Why we get spring fever is one of life’s great mysteries. Spring is known as the season of ducklings, flowering trees and open-toed sandals. Yet some people are struck with a mysterious malady: spring fever. There is actually scientific proof that your heart doesn’t just get happy about the little things-it’s also more ready for love–for a variety of reasons. Purported symptoms include daydreaming, falling in love and having the irrepressible urge to stay outside all day. There is no cure, though some treat the disease by canceling appointments and lying in the grass beneath the drifting clouds.
Elvis caught it. So did the poet Alfred, Lord Tennyson and Mark Twain’s character Huckleberry Finn. “It’s spring fever,” Huck exclaims in “Tom Sawyer, Detective. That is what the name of it is. And when you’ve got it, you want -oh, you don’t quite know what it is you do want, but it just fairly makes your heartache, you want it so!” ~Mark Twain
1 Its Hormonal
Hormone balances may play a role, so, if you suffer from Spring Fever, take advantage of the situation while you can. There is a theory that serotonin depends on daylight for its manufacture. This is the happiness hormone (endorphin), it overcomes the effects of the sleep hormone – melatonin, and gives us a natural mood adjustment. Therefore as the days become longer, this endorphin takes better effect.
2. Sunnier Weather
Frisky feelings could also result from getting more sunlight. When the weather gets warmer and we see more sunlight, the melatonin in our body decreases, which studies show leads to an increase in energy and vitality. Sociologist Dr. Julie Albright says, “That brings about mood changes that make it easier to find a relationship”.

### DATA EXTRACTS

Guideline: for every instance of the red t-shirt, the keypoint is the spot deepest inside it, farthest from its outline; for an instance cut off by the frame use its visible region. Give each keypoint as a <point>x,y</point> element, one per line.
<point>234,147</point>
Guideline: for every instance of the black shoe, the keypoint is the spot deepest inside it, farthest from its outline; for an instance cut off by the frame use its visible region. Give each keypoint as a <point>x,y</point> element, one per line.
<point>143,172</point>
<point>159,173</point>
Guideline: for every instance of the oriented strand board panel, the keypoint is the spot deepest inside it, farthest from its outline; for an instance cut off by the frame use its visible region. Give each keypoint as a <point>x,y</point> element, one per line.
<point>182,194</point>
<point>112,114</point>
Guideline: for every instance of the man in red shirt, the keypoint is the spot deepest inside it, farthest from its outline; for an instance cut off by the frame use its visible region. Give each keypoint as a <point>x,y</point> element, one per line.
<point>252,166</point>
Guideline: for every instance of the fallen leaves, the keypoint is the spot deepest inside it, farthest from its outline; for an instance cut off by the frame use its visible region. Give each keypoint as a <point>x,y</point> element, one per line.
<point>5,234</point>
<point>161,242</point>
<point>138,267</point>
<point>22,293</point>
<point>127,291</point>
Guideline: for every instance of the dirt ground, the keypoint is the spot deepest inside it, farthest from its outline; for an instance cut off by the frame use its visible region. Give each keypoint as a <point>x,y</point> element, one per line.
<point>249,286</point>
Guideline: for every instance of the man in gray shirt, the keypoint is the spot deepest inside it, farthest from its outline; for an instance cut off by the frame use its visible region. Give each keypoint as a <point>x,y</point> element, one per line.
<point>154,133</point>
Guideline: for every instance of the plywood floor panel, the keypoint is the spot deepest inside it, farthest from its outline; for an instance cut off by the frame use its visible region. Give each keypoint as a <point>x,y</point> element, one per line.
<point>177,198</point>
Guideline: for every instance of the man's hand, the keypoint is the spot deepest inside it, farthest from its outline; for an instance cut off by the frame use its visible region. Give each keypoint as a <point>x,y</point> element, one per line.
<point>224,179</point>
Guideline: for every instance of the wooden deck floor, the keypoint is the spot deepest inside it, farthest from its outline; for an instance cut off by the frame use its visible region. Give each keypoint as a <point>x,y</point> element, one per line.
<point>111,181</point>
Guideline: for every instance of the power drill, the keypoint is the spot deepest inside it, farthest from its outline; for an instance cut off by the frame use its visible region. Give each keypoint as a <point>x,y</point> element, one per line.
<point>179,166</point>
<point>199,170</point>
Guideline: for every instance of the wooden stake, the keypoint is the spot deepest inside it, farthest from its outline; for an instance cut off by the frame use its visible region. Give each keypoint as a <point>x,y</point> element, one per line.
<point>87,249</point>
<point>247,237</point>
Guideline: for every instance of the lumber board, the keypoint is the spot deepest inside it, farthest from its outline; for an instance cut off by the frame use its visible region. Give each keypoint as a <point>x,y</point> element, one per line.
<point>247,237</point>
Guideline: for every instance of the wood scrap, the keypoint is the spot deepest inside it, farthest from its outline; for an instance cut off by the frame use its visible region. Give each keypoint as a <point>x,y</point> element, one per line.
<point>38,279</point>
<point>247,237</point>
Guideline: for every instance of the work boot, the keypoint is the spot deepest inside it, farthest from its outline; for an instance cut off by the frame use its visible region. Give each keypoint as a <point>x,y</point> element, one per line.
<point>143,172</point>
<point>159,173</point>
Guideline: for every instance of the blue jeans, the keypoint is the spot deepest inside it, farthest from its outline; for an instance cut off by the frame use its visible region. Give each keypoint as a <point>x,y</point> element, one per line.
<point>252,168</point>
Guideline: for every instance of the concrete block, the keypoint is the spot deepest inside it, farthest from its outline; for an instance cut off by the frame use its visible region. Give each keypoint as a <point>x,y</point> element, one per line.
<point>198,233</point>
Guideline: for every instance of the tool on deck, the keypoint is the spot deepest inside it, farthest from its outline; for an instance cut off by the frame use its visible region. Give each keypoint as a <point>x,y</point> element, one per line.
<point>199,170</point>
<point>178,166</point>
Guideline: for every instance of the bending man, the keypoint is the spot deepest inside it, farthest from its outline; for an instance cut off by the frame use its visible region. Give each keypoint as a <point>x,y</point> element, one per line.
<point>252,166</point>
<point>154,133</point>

### TRY IT
Reproduce the spring fever text word for word, between "Why we get spring" and "the drifting clouds.", inclusive. Ignore the entries, since none of them apply here.

### RESPONSE FOR THIS EXERCISE
Why we get spring fever is one of life’s great mysteries. Spring is known as the season of ducklings, flowering trees and open-toed sandals. Yet some people are struck with a mysterious malady: spring fever. There is actually scientific proof that your heart doesn’t just get happy about the little things-it’s also more ready for love–for a variety of reasons. Purported symptoms include daydreaming, falling in love and having the irrepressible urge to stay outside all day. There is no cure, though some treat the disease by canceling appointments and lying in the grass beneath the drifting clouds.